__DOCUMENT SECTION__.
╔══
8.       PGN REVIEW AND APPROVAL The attorney submits the adoption case file and a petition for approval of the adoption to a notarial** officer of the PGN. A PGN notary reviews all documents in the case file and, at his/her discretion, may independently investigate one or more aspects of the case. PGN may reject the file (issue a previo) any number of times for a wide variety of reasons that range from serious (e.g., irregularities in the birth mother’s or child’s identity documents) to minor (e.g., minor spelling errors, expired notary seals).  The attorney for the birth mother and adoptive family corrects the problem and resubmits the case to PGN. Ultimately, the PGN typically concurs with the Family Court’s recommendation and issues its approval for the adoption to proceed.

9.       ADOPTION DECREE. The attorney then prepares the final adoption Protocolo or deed, and meets with the birth mother for her to sign her final consent to the child’s adoption. The executed Protocolo is filed with the Archivo de Protocolo. At this point, the child is legally the child of the adoptive parent(s) under Guatemalan law.

CIVIL REGISTRY AND PASSPORT. The attorney presents the required documents to record the adoption at the Civil Registry where the child’s birth was recorded, and requests that a new birth certificate be issued to reflect the adoption, and to change the child’s surname to that of the adoptive family. The attorney then takes all documents including the new birth certificate and applies for the child’s Guatemalan passport. The child is again fingerprinted to affirm his/her identity.

US EMBASSY – FINAL APPROVAL AND VISA. The attorney presents the case file with the child’s passport and new birth certificate to the US Embassy. The Embassy again evaluates the file and, if all documentation is in order, issues a “Final Document Approval” or pink slip. (Note: Guatemalan passport is NOT required to submit the REQUEST for the pink slip, it is however required to PICK UP the pink slip from the US Embassy.) After the attorney receives this approval, the adoptive parents and child appear at the US Embassy for final verification, and an embassy official then issues a visa for the child’s entry into the US.

 

* These steps take place in the approximate order listed, but the exact order (especially of pre-Family Court steps) can vary from case to case.

** A notary in Guatemala is an attorney with additional legal powers, not, as in the U.S., simply a person who is authorized to certify signatures.
╚══
__DATASET CONTENT__.
╔══
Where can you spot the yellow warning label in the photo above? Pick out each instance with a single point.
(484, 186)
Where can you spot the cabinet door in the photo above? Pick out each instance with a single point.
╚══
__DIRECTIONS__.
• a. Answer these questions using the Guatemala adoption text.
(i) Where is the executed Protocolo filed?
(ii) What does the US Embassy issue if all documentation is in order?
(iii) What is a notary in Guatemala?
• b. Return the part of the Guatemala adoption text from "US EMBASSY –" to "case to case.", copied word for word.

__RESPONSES BY TASK__.
• a.
(i) With the Archivo de Protocolo.
(ii) A "Final Document Approval," or pink slip.
(iii) An attorney with additional legal powers.

• b.
US EMBASSY – FINAL APPROVAL AND VISA. The attorney presents the case file with the child’s passport and new birth certificate to the US Embassy. The Embassy again evaluates the file and, if all documentation is in order, issues a “Final Document Approval” or pink slip. (Note: Guatemalan passport is NOT required to submit the REQUEST for the pink slip, it is however required to PICK UP the pink slip from the US Embassy.) After the attorney receives this approval, the adoptive parents and child appear at the US Embassy for final verification, and an embassy official then issues a visa for the child’s entry into the US.

 

* These steps take place in the approximate order listed, but the exact order (especially of pre-Family Court steps) can vary from case to case.